### SOURCE PASSAGE
((

"These chaps have stolen a cannonball and don't have the cannon to fire it" the Special Adviser on Nuclear Security told the Prime Minister after the most sensational aircraft hijacking since the attacks on the Twin Towers in New York and the Pentagon in Washington on September 11, 2001.
A veteran freelance pilot and his charter plane, Tango George, hired to carry Nigerian Muslim pilgrims to Saudi Arabia, was taken over by the Palestinian co-pilot in the name of a previously unknown Palestinian liberation organisation. Forced at pistol point to divert to Faro airport in the Algarve, Portugal, the lone hijacker is joined by a well-armed Arab gang and its leader takes over command of the plane. Tango-George secures fuel and provisions in exchange for all but ten Nigerian hostages, and flies on to Carlisle airport after demanding that the pilot's one-time lover, now married and living in the area, be brought to the airport, a ruse for the aircraft to rendezvous with other members of the gang who have stolen plutonium from the British nuclear weapons establishment at Windscale.
The plutonium is loaded aboard Tango-George as British security forces close in, but the hijacked aircraft takes off from Carlisle after a brief fire-fight with security forces, whose actions have been hampered by the prime minister's fears of disaster. The PM ignores the advice that the plutonium is a mere cannonball and can't be made lethal without special technical equipment. The world holds its breath as Tango George meanders through the skies above Europe and the Middle East. Life in major cities is brought to standstill as organisations trained for a terrorist disaster are mobilised, first in the Carlisle area, then in Birmingham and London. Tango George flies low over them, circling Buckingham Palace and flying on to circle Nato headquarters in Brussels. As Tango George flies on eastwards, Russian nuclear forces are poised to react to what they believe may be a nuclear attack from the west in frightening hours before the aircraft changes course, flying across Switzerland and down the western coast of Italy. As Tango-George heads towards Israel, military chiefs there, concerned that what appears to be a flying nuclear bomb is intended for them, send aircraft and naval craft to intercept it. By this time, Nato is also planning to shoot the hijacked plane down over sea or desert. Another change of course takes Tango George south over the Nile Delta, narrowly missing being shot down by Egypt's automatic air defences around the Aswan dam, and continues south down the Red Sea.

))

### DATA UNDER STUDY

((

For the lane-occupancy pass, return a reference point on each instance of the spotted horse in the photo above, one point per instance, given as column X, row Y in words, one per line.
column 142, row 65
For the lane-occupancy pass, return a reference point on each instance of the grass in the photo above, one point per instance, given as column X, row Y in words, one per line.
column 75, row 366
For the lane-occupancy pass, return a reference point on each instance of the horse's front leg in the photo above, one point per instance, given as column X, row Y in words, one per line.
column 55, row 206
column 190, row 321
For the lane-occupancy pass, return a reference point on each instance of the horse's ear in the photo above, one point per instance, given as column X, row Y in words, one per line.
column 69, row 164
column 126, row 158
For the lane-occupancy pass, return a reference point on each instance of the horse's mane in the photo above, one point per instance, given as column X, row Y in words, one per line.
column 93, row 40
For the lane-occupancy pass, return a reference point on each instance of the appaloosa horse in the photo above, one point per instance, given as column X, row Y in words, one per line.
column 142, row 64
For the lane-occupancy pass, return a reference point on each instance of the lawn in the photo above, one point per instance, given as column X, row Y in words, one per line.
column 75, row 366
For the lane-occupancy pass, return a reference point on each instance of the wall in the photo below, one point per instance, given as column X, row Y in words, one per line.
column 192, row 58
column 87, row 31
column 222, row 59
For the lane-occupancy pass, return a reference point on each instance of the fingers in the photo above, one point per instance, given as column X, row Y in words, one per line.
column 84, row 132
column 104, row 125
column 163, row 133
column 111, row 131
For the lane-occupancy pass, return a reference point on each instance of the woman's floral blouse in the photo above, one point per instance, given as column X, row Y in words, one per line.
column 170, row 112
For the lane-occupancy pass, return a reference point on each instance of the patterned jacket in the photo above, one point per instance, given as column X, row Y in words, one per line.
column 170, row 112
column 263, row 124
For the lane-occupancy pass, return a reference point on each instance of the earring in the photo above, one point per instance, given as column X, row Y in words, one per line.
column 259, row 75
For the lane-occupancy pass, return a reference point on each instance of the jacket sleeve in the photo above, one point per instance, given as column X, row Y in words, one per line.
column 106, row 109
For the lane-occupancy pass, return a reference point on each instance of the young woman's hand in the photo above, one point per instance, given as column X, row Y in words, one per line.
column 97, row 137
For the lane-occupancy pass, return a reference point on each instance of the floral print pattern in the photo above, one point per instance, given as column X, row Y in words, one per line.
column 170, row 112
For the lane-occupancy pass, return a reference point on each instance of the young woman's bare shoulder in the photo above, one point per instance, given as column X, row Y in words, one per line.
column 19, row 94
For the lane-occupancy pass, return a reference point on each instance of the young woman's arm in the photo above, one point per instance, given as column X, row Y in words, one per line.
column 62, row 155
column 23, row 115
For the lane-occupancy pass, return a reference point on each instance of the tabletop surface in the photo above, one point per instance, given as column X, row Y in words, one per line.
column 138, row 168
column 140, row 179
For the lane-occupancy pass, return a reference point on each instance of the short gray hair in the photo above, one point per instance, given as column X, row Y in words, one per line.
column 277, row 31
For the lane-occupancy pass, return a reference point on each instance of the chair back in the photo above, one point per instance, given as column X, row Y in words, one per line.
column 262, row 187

))

### YOUR TASK
Continue the plot summary about the hijacked plane Tango George from where it stops.

### EXPECTED OUTPUT
Nato and Israeli military chiefs assume that Tango George's cargo is destined for Arab terrorists known to have bases in the southern part of Yemen. French jet-fighters take off from the former French colony of Djibouti with orders to shoot the rogue aircraft down.
But Tango-George seems to have disappeared. In fact, one of her two engines had to be shut off, and a forced landing is made at an airfield near Port Sudan. The Sudanese government, acceding to every demand in order to get the nuclear peril out of their country, sends engineers to repair the faulty engine. Israel plans to raid the airfield at Port Sudan and take over the plutonium. Just in time, Tango-George takes off again, bound for Aden until the hijack leader hears on the radio that Aden airport is closed with its runways blocked with lorries and buses. The hijackers intended to use equipment called a nut-cracker, capable of turning the plutonium into a bomb, at the oil-distillery at Little Aden, and it seemed their comrades in Aden had been ousted from power. Tango-George is almost out of fuel after flying around uncertain where to head, and makes another emergency landing, this time at Jeddah, its original destination. There a Holy Man approaches the aircraft which is parked at the end of a runway, and after an argument with the Hijack leader he is shot. Tango-George takes off again as thousands of Muslims rush the airport intent on tearing apart the killers of the Holy Man.
Meanwhile, a RAF control aircraft has been following in the wake of Tango-George, carrying the British prime minister's adviser on nuclear security. In case the British pilot is involved as seemed the case earlier, he has taken the pilot's old lover and her husband with him. The former lovers' reunion when Tango George is allowed to land at Riyadh, the Saudi capital, is part of a startling denouement.